■ Action item ■
Copy every record exactly as it appears in the data below.

START Material shown

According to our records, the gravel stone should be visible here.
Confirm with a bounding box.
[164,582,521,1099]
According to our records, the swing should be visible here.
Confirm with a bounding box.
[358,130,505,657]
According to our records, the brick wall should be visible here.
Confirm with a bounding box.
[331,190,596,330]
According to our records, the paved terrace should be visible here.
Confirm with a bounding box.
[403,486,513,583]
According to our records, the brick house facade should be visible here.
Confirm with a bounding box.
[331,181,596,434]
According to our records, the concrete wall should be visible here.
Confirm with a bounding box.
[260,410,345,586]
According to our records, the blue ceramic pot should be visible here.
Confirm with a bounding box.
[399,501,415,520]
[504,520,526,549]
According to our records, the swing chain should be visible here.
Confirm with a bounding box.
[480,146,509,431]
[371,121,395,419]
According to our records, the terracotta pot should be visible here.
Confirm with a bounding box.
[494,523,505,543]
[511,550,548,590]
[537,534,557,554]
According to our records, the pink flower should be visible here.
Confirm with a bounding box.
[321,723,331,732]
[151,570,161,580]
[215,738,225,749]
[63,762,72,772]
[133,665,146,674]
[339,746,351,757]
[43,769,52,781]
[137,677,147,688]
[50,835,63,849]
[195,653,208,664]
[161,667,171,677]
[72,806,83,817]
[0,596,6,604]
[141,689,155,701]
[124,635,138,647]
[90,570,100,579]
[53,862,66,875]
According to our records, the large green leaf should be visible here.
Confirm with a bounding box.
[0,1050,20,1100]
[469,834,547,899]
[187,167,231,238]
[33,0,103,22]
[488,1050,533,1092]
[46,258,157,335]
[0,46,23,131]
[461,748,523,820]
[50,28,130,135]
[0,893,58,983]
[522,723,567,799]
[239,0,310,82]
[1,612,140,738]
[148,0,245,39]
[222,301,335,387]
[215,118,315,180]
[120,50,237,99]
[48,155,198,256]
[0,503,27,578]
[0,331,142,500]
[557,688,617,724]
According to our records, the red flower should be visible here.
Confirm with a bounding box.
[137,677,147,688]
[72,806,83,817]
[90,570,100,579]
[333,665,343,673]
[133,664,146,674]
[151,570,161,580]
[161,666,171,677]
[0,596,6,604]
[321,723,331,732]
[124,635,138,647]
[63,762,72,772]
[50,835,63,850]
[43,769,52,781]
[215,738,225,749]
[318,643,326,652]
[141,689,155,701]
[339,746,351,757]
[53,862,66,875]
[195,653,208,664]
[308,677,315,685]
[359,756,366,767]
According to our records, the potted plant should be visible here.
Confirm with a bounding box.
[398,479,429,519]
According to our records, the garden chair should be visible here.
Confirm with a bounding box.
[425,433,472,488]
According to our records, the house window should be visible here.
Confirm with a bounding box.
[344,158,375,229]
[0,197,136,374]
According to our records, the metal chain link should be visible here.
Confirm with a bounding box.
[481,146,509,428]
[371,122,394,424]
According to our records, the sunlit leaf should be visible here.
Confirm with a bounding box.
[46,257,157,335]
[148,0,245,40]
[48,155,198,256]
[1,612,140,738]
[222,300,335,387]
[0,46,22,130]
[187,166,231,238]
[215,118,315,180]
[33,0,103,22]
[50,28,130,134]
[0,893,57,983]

END Material shown

■ Answer space ■
According to our records, the gravel stone should be visible here.
Confirm with a bounding box.
[164,582,521,1099]
According to our records, the swing should be visible here.
Confirm with a bounding box.
[358,130,505,657]
According to our records, the brick wall should be visible here.
Confirm with a bounding box.
[331,190,596,330]
According to our records, the paved terrace should be visible here.
Confirm with a bounding box.
[403,486,513,583]
According to our records, the brick house facade should be visible here.
Confirm with a bounding box.
[331,181,596,434]
According to our records, the concrete wall should be visible here.
Confirm with a bounding box.
[260,410,345,586]
According to our records, the blue ceramic pot should be visible here.
Confirm with a bounding box.
[399,501,415,520]
[504,520,526,549]
According to our records, the swing chain should be visible here.
Confirm with a bounding box.
[480,146,509,431]
[371,121,395,419]
According to our records, the terracotta pot should be visible here.
Confirm with a bounding box.
[494,523,505,543]
[511,550,548,590]
[537,534,557,554]
According to our records, the pink flower should be visible here.
Confirm with a bounding box.
[321,723,331,732]
[151,570,161,580]
[215,738,225,749]
[63,762,72,772]
[133,665,146,674]
[339,746,351,757]
[43,769,52,781]
[137,677,147,688]
[50,835,63,849]
[195,653,208,664]
[161,667,171,677]
[72,806,83,817]
[0,596,6,604]
[141,689,155,701]
[124,635,138,647]
[90,570,100,579]
[53,862,66,875]
According to our records, the large green leaf should be visible here.
Confirm with a bounding box.
[0,1050,20,1100]
[469,834,547,899]
[187,167,231,238]
[33,0,103,22]
[488,1050,533,1092]
[46,258,157,335]
[0,46,23,131]
[461,748,523,820]
[50,28,130,135]
[0,893,58,983]
[522,723,567,799]
[239,0,310,82]
[1,612,140,738]
[148,0,245,39]
[222,301,335,387]
[215,118,315,180]
[120,50,237,99]
[48,155,198,256]
[0,503,27,578]
[0,331,142,500]
[557,688,617,724]
According to our records, the red flower should be visible here.
Confirm with a bounding box.
[137,677,147,688]
[72,806,83,817]
[90,570,100,579]
[333,665,343,673]
[133,664,146,674]
[151,570,161,580]
[161,666,171,677]
[0,596,6,604]
[321,723,331,732]
[124,635,138,647]
[63,762,72,772]
[50,835,63,850]
[43,769,52,781]
[215,738,225,749]
[318,643,326,652]
[141,689,155,701]
[339,746,351,757]
[53,862,66,875]
[195,653,208,664]
[308,677,315,685]
[359,756,366,767]
According to our records, the potted plant should be visible here.
Confirm with a bounding box.
[398,479,429,519]
According to our records, the garden chair should be visible here.
Confirm with a bounding box.
[425,433,472,488]
According to our records, the house window should be visible here.
Confirm with a bounding box.
[344,158,375,229]
[0,197,136,374]
According to our records, the metal chain link should be visible here.
Confirm with a bounding box.
[481,146,509,428]
[371,122,394,424]
According to our records, the sunlit leaf should be visible here.
Confirm with a bounding box.
[46,257,157,335]
[148,0,245,40]
[48,155,198,256]
[1,612,140,738]
[222,300,335,387]
[0,46,22,130]
[187,166,231,238]
[215,118,315,180]
[33,0,103,22]
[50,28,130,134]
[0,893,57,983]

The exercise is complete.